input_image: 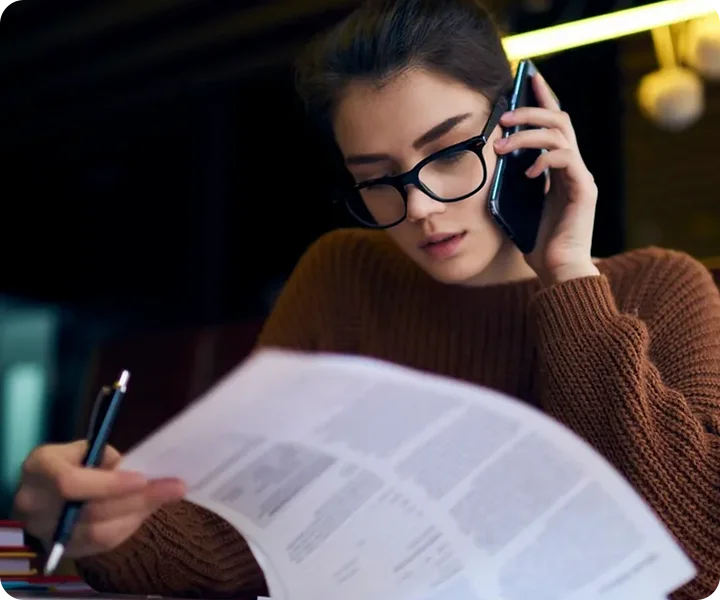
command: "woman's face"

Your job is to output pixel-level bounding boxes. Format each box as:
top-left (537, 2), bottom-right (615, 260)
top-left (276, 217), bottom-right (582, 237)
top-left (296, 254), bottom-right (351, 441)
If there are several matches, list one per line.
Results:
top-left (333, 70), bottom-right (522, 285)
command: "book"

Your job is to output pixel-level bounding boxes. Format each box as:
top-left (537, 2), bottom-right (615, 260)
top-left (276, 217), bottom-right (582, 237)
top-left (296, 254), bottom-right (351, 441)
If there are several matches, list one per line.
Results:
top-left (122, 350), bottom-right (696, 600)
top-left (0, 546), bottom-right (37, 576)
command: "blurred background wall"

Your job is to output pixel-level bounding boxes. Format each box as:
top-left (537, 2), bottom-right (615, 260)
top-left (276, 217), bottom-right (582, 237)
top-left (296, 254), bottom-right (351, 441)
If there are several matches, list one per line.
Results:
top-left (0, 0), bottom-right (720, 518)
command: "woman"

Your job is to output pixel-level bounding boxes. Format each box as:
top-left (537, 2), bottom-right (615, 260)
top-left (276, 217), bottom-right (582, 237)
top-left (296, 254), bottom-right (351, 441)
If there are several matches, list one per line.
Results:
top-left (11, 0), bottom-right (720, 599)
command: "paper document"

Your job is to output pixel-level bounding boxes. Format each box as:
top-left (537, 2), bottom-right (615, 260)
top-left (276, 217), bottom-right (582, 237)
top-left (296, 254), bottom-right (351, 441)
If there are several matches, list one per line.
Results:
top-left (123, 350), bottom-right (695, 600)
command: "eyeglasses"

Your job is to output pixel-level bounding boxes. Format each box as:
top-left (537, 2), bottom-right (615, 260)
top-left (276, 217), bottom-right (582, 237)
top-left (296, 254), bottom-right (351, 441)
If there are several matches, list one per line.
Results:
top-left (344, 98), bottom-right (507, 229)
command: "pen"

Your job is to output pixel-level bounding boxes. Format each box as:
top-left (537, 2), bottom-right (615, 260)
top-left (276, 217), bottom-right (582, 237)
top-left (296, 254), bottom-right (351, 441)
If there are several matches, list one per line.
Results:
top-left (44, 371), bottom-right (130, 575)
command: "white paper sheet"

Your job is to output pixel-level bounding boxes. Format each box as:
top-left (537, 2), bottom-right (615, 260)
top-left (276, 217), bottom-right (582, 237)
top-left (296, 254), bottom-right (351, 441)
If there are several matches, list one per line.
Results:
top-left (123, 351), bottom-right (695, 600)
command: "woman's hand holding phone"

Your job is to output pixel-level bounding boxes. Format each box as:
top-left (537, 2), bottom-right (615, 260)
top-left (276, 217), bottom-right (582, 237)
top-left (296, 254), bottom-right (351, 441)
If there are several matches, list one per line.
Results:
top-left (495, 74), bottom-right (599, 285)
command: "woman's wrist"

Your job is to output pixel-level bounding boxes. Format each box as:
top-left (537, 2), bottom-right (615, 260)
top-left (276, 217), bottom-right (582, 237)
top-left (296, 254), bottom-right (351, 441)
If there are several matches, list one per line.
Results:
top-left (540, 261), bottom-right (600, 287)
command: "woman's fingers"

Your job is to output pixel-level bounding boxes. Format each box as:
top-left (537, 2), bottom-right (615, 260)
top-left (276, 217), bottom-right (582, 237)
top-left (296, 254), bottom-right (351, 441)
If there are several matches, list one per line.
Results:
top-left (82, 479), bottom-right (185, 523)
top-left (495, 129), bottom-right (570, 154)
top-left (532, 73), bottom-right (560, 112)
top-left (500, 106), bottom-right (577, 148)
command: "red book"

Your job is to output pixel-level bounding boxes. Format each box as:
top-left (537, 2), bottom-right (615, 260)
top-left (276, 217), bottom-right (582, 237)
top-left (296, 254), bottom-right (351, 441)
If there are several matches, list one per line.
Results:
top-left (0, 521), bottom-right (25, 548)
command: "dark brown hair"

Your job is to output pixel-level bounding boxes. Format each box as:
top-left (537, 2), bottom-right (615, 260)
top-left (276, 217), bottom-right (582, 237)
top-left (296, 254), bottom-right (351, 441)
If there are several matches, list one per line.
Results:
top-left (296, 0), bottom-right (512, 137)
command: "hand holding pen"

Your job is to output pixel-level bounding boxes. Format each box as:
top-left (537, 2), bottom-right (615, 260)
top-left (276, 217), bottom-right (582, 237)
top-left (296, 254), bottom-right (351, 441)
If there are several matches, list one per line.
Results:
top-left (13, 372), bottom-right (185, 574)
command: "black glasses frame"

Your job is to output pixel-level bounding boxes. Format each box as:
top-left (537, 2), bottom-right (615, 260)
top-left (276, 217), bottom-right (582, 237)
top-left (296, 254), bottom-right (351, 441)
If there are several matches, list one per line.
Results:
top-left (344, 97), bottom-right (507, 229)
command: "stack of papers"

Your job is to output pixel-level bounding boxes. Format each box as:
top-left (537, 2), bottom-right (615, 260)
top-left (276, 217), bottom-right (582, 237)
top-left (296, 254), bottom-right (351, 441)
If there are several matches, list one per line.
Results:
top-left (123, 350), bottom-right (695, 600)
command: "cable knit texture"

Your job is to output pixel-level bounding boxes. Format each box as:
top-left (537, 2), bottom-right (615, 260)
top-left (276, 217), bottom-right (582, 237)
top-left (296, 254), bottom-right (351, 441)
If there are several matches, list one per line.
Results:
top-left (78, 230), bottom-right (720, 600)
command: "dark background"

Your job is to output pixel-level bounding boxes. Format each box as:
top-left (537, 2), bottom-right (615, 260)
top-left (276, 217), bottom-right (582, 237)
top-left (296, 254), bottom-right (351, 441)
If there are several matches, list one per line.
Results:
top-left (0, 0), bottom-right (720, 518)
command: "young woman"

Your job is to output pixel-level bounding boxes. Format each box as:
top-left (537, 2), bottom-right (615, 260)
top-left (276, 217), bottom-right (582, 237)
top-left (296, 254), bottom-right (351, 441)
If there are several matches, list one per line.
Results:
top-left (11, 0), bottom-right (720, 599)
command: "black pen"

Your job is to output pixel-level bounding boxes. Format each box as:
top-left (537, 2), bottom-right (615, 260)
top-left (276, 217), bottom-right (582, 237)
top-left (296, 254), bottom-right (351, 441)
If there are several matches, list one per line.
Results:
top-left (44, 371), bottom-right (130, 575)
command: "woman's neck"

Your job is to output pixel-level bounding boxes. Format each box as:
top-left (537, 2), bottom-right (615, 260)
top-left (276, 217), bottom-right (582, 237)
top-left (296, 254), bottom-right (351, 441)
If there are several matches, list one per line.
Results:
top-left (465, 240), bottom-right (537, 287)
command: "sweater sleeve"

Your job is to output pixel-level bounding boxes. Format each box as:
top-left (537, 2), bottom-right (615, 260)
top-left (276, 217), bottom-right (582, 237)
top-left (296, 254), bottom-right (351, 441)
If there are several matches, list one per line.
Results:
top-left (76, 234), bottom-right (338, 598)
top-left (532, 252), bottom-right (720, 600)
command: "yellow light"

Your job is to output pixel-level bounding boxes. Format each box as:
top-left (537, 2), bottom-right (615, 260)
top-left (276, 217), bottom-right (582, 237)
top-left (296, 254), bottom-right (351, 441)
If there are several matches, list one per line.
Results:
top-left (503, 0), bottom-right (720, 61)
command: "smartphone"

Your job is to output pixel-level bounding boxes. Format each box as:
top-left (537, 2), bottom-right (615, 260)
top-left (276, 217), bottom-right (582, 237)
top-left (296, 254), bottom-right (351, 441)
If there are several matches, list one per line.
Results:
top-left (488, 60), bottom-right (549, 254)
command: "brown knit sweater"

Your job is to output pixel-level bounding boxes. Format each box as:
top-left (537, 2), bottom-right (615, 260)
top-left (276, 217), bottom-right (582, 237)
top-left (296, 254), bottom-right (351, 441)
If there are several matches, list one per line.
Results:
top-left (78, 230), bottom-right (720, 599)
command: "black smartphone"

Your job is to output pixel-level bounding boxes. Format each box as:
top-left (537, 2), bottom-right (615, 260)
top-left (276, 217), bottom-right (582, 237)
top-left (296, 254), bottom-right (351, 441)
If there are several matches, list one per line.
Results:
top-left (488, 60), bottom-right (549, 254)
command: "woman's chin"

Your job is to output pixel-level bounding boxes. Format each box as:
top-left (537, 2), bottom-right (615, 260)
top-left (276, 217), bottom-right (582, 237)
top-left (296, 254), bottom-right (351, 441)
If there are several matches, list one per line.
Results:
top-left (420, 256), bottom-right (490, 286)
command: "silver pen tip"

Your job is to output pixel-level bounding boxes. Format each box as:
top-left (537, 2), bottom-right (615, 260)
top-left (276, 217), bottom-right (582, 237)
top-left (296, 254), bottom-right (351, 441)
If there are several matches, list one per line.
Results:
top-left (43, 543), bottom-right (65, 575)
top-left (117, 370), bottom-right (130, 392)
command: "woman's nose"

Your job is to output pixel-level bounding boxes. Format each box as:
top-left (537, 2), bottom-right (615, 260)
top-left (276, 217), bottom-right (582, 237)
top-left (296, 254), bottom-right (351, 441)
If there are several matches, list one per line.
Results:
top-left (407, 185), bottom-right (445, 222)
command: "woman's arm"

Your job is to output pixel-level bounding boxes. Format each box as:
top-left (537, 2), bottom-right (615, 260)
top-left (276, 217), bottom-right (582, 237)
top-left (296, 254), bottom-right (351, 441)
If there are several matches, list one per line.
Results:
top-left (76, 234), bottom-right (342, 598)
top-left (533, 247), bottom-right (720, 599)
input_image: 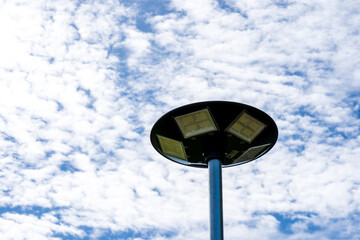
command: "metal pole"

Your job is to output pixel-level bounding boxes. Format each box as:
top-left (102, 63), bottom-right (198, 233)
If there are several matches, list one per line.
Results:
top-left (208, 158), bottom-right (224, 240)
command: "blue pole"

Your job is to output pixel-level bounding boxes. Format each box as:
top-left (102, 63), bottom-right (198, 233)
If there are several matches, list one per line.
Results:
top-left (208, 158), bottom-right (224, 240)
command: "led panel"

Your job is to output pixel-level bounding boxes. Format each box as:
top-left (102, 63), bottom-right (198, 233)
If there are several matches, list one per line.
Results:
top-left (156, 135), bottom-right (187, 160)
top-left (234, 144), bottom-right (271, 162)
top-left (175, 109), bottom-right (217, 138)
top-left (226, 111), bottom-right (266, 143)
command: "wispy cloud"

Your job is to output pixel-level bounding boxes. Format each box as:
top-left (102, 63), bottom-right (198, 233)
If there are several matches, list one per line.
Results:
top-left (0, 0), bottom-right (360, 239)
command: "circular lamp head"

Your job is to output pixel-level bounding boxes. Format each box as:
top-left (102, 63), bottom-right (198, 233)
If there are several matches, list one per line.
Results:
top-left (150, 101), bottom-right (278, 168)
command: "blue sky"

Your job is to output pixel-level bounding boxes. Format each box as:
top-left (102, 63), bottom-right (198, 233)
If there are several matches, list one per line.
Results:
top-left (0, 0), bottom-right (360, 240)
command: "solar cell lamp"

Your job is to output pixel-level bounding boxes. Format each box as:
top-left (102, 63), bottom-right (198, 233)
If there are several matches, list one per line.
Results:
top-left (150, 101), bottom-right (278, 240)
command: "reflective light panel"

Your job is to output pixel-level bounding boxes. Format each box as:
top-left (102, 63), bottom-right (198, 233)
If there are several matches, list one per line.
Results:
top-left (226, 111), bottom-right (266, 143)
top-left (156, 135), bottom-right (187, 160)
top-left (234, 144), bottom-right (270, 162)
top-left (175, 109), bottom-right (217, 138)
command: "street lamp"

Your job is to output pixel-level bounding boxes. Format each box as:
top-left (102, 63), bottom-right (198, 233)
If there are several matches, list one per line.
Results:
top-left (150, 101), bottom-right (278, 240)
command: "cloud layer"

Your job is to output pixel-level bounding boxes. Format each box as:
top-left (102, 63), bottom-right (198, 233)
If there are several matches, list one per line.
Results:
top-left (0, 0), bottom-right (360, 240)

Task description> Find every line of the records that contains the word "woman" and copy each of those lines in full. Case counts.

Solved exercise>
command: "woman's face"
command: "woman"
command: "woman's hand holding phone"
command: "woman's wrist"
command: "woman's fingers"
command: "young woman"
command: "woman's neck"
command: "woman's chin"
command: "woman's nose"
command: "woman's arm"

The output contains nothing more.